**** EXERCISE INPUT ****

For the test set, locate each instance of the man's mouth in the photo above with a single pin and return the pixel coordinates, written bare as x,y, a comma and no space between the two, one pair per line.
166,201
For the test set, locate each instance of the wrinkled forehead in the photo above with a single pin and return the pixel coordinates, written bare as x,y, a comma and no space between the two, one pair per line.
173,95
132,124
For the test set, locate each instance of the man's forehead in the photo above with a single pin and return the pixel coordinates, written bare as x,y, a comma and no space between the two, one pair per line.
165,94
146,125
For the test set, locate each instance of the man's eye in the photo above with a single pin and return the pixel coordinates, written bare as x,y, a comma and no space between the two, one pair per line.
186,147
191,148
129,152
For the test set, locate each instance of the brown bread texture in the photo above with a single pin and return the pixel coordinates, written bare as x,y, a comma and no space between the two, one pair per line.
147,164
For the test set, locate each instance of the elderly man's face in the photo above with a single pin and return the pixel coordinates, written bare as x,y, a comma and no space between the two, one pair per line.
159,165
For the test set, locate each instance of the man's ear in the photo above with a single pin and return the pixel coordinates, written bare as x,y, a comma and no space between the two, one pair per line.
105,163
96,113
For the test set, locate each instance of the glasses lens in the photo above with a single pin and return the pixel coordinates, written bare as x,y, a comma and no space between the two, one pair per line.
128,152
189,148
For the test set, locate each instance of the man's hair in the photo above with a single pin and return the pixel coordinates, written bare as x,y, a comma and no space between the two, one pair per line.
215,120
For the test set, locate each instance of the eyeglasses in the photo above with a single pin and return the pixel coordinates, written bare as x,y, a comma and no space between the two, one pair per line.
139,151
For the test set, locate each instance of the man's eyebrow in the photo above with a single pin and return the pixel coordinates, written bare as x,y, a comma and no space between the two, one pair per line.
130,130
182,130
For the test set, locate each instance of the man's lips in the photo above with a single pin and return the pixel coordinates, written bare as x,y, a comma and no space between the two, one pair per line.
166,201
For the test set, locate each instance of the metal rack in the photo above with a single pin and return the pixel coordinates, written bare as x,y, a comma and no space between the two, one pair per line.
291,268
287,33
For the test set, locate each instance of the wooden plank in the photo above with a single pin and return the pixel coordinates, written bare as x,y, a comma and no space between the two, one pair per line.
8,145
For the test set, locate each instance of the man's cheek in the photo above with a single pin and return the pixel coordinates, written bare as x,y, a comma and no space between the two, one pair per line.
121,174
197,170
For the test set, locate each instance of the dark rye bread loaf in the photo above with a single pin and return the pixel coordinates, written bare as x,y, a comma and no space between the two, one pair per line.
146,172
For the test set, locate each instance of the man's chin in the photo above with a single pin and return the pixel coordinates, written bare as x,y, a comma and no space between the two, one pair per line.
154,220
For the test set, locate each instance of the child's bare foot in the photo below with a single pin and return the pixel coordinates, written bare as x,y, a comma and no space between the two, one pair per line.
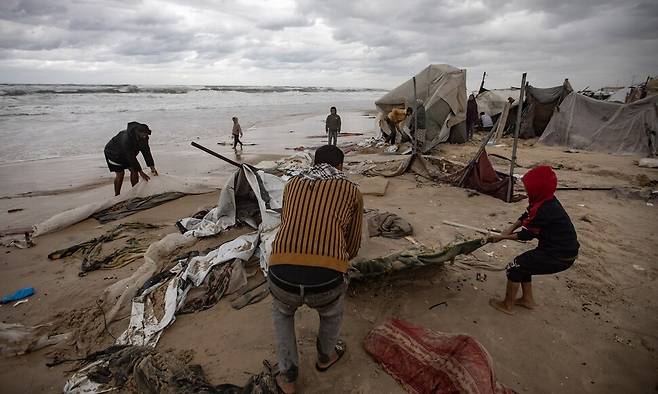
525,303
500,305
285,386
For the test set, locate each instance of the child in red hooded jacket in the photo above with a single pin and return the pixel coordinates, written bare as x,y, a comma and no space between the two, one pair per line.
546,220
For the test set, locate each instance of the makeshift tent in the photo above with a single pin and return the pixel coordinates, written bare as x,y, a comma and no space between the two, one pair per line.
585,123
539,106
492,102
442,88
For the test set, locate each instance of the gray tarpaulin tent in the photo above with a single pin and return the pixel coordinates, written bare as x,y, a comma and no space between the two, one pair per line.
492,102
540,104
443,90
585,123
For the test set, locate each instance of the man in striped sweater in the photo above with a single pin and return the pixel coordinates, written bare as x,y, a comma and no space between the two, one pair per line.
320,232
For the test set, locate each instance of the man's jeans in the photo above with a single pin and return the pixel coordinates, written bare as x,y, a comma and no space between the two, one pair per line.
333,137
284,304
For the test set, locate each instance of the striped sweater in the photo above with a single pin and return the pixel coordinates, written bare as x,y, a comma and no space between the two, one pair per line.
320,224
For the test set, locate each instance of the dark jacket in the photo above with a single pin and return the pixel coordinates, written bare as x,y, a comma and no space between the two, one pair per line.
554,230
418,116
333,123
124,147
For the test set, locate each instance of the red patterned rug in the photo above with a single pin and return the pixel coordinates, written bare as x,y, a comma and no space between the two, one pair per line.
426,361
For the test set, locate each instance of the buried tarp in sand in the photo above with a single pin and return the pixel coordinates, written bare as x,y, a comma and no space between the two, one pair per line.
161,296
156,186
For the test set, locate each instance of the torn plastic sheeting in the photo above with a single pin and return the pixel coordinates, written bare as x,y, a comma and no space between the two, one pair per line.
157,185
244,183
144,328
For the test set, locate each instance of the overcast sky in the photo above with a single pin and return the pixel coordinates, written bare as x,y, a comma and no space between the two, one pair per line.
342,43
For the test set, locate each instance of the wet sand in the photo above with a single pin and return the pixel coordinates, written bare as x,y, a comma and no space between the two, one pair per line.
593,332
42,188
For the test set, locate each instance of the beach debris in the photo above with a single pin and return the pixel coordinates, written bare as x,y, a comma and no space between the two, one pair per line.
134,205
20,241
386,224
170,294
90,251
477,229
457,361
254,296
140,369
648,162
411,257
17,295
17,339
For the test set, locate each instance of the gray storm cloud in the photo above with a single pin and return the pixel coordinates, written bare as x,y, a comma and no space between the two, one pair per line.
331,43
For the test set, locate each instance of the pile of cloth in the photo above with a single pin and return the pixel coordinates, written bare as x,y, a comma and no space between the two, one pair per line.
134,205
386,224
426,361
409,258
90,251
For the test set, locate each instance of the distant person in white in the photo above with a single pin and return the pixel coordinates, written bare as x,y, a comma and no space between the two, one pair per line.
487,123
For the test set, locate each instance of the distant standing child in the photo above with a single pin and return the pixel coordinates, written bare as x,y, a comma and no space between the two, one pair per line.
546,220
237,133
332,126
487,122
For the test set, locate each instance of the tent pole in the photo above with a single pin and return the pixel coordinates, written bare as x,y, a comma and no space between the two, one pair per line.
510,185
414,148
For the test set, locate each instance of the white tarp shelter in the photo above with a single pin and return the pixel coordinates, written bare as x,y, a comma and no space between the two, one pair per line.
442,88
585,123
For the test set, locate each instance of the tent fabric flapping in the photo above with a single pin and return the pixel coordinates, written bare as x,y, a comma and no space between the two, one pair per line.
585,123
492,102
442,88
540,104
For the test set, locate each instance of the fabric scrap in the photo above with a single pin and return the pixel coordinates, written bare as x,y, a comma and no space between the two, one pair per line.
409,258
134,205
388,225
17,295
426,361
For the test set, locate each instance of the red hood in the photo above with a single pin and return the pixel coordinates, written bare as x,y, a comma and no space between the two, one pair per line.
540,184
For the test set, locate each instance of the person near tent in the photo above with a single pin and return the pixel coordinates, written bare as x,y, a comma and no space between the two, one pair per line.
121,154
546,220
394,119
471,115
418,120
487,122
237,133
332,126
320,232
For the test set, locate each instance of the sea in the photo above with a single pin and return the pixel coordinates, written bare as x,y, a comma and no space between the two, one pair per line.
52,136
48,121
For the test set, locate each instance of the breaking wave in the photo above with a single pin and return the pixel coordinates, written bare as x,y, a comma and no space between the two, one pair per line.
21,90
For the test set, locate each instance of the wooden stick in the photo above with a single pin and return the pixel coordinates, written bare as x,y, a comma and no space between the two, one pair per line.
479,230
584,188
510,185
217,155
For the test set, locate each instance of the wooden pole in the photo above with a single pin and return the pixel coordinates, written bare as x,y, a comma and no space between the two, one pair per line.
414,148
217,155
510,186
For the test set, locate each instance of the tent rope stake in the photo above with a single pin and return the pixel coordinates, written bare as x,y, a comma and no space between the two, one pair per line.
510,187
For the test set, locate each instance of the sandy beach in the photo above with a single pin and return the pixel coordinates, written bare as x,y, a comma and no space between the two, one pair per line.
593,332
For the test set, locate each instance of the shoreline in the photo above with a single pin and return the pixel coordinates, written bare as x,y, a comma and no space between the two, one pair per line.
42,188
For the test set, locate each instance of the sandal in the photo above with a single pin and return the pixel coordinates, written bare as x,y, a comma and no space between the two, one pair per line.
341,348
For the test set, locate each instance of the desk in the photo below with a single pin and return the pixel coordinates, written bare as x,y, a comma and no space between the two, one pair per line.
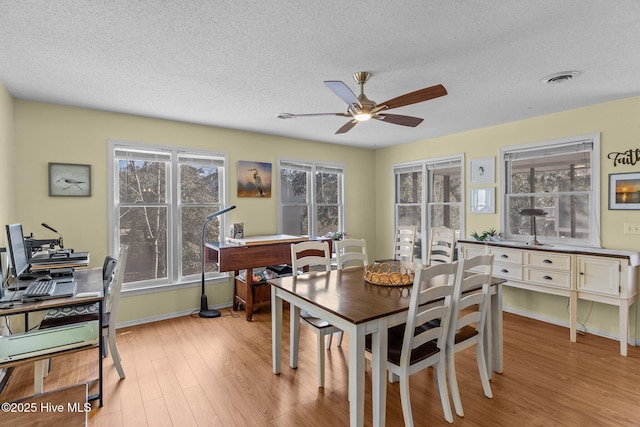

****

* _WRITTEN EXERCISE_
Could you reproduce every line starting with the one that contains "For the test set, locate each instance of the breaking" and continuing through the final line, both ends included, while omitting the pictures?

* _EXERCISE OUTPUT_
For the test set, locate each instance of the breaking wave in the photo above with a single pin and return the pixel coordinates, written bare as x,y, a comma and no space between the two, one pair per line.
21,90
For the test set, locate each instance of the wooden stick in the photo above with a single pin and return the pixel coordinates, written bare as x,y, a comma and no space between the two, one pair per line.
479,230
584,188
510,185
217,155
For the test set, locate each instance of the wooden pole in the photo above with a single pin and return the pixel coordinates, written bare as x,y, a comma and no space between the two, one pair per line.
414,148
217,155
510,186
For the test set, locate each instance of the tent rope stake in the photo above with a single pin and return the pixel coordinates, written bare as x,y, a comma and no space between the two, one pair per line.
510,187
For the test set, locate each instance of the sandy beach in the photo above with a single pin and return the pixel coordinates, written bare as x,y, a comma and no space between the two, one pair per line.
593,332
For the test set, locate each instance of the shoreline in the photo above with a single pin and return the pixel coordinates, written bare as x,y, a comma and no space between the two, one pair per line.
42,188
For the test set, locate each instance of the sandal in the photo above with a single pin and return the pixel coordinates, written bare as x,y, a comma and no space between the two, one pair per line.
341,348
For the test set, locate each instance of the desk in the photo below with a single pin and return the pixel coordinates, written bare as x,y, a comma and no space between the two, one pair per line.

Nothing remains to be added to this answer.